▸ **About this task**
The answer should be one number only, namely how many lines of the records hold the word "casing".

▸ **Image-grounded pointing data**

══════════

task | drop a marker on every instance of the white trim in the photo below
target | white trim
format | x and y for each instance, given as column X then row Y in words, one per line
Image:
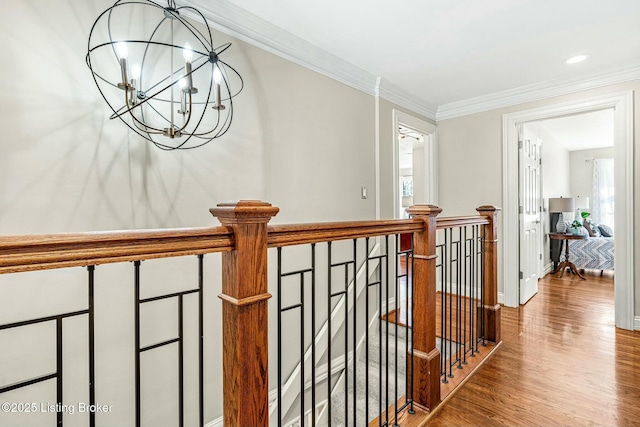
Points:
column 231, row 19
column 537, row 91
column 377, row 143
column 243, row 25
column 398, row 96
column 430, row 150
column 622, row 103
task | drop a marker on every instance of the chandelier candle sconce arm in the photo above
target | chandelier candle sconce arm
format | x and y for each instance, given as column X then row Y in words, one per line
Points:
column 161, row 74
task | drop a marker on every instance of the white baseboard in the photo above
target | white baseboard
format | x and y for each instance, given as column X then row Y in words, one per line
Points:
column 215, row 423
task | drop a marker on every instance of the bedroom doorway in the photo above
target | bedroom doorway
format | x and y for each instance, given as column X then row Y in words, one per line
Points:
column 415, row 164
column 568, row 157
column 622, row 104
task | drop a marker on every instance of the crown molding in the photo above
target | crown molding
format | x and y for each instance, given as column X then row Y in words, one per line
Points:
column 404, row 99
column 538, row 91
column 243, row 25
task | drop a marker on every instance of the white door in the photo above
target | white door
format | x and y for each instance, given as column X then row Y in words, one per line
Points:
column 530, row 206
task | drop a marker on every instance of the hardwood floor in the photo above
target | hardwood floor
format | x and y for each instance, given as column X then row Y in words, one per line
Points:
column 562, row 363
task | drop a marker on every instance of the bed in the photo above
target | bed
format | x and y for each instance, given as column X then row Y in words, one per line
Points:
column 592, row 253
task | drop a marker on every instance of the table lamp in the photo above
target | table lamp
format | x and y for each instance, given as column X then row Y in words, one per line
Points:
column 561, row 205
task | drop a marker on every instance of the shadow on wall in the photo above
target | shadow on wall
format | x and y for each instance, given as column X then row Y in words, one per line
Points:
column 67, row 167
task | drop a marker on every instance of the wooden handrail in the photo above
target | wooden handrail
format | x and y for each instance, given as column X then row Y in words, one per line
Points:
column 287, row 235
column 49, row 251
column 42, row 252
column 461, row 221
column 244, row 238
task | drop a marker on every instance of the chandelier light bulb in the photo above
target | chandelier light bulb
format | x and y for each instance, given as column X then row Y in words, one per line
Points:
column 148, row 106
column 121, row 50
column 217, row 75
column 187, row 52
column 135, row 72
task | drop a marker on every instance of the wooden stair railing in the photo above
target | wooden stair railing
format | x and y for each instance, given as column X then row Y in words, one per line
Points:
column 243, row 239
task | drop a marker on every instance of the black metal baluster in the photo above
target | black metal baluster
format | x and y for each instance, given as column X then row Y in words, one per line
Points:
column 180, row 361
column 482, row 301
column 313, row 334
column 386, row 272
column 137, row 338
column 201, row 339
column 355, row 326
column 397, row 320
column 460, row 283
column 279, row 336
column 346, row 344
column 92, row 359
column 366, row 334
column 302, row 390
column 410, row 277
column 329, row 332
column 59, row 353
column 379, row 305
column 467, row 281
column 443, row 309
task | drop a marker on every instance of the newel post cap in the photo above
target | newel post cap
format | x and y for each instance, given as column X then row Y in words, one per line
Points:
column 423, row 210
column 488, row 208
column 244, row 211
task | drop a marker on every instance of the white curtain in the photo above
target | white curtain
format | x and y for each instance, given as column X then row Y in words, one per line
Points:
column 602, row 208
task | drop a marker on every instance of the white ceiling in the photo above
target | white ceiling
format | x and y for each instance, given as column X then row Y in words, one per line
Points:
column 443, row 52
column 582, row 131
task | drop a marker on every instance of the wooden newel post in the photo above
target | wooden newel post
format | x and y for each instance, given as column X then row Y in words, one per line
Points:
column 245, row 313
column 491, row 307
column 426, row 357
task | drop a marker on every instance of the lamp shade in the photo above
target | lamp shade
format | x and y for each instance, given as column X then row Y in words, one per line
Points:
column 582, row 203
column 561, row 204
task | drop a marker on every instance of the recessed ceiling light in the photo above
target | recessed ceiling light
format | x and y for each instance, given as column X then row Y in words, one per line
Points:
column 577, row 58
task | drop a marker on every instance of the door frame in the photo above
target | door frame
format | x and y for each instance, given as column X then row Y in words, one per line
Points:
column 430, row 151
column 622, row 105
column 539, row 227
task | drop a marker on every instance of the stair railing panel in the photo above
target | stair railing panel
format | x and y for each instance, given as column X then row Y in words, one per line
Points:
column 375, row 291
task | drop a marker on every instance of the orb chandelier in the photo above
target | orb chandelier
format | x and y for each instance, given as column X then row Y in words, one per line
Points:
column 161, row 74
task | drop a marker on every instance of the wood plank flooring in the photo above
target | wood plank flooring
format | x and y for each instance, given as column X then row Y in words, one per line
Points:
column 562, row 363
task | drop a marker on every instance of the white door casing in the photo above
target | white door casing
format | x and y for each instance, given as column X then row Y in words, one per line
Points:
column 529, row 212
column 622, row 104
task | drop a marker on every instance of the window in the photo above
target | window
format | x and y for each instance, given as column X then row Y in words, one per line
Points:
column 603, row 191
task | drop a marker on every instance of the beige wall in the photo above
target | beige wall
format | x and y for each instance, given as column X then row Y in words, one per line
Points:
column 473, row 144
column 299, row 140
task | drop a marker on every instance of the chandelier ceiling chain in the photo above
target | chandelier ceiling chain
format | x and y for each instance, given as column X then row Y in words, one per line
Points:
column 160, row 73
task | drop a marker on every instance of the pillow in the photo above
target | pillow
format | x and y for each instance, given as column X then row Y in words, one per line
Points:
column 605, row 230
column 592, row 227
column 583, row 231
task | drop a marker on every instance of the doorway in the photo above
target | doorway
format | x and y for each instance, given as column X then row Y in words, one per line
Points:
column 622, row 103
column 414, row 163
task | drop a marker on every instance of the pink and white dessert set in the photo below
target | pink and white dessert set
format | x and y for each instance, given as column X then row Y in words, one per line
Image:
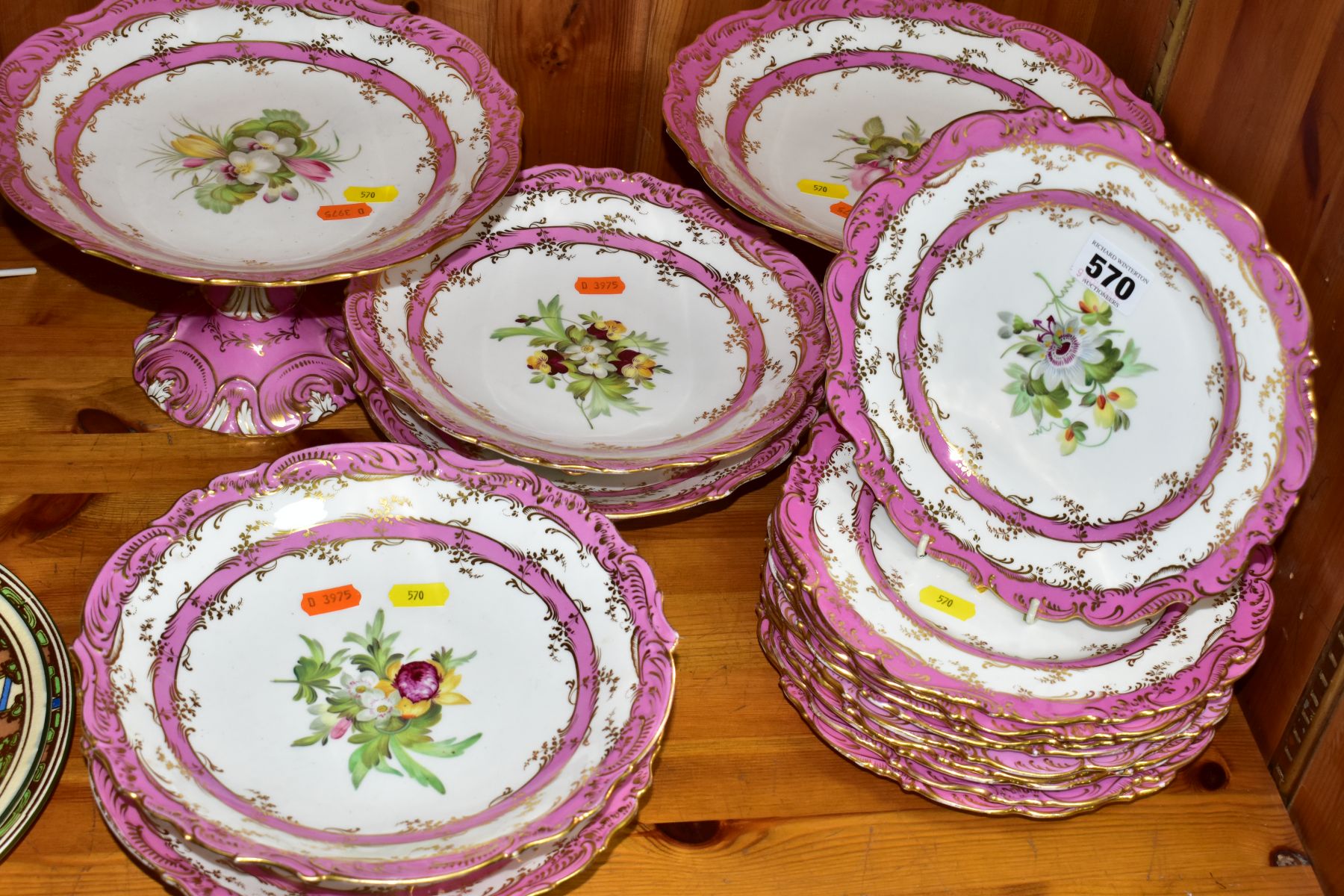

══════════

▸ **Task solution**
2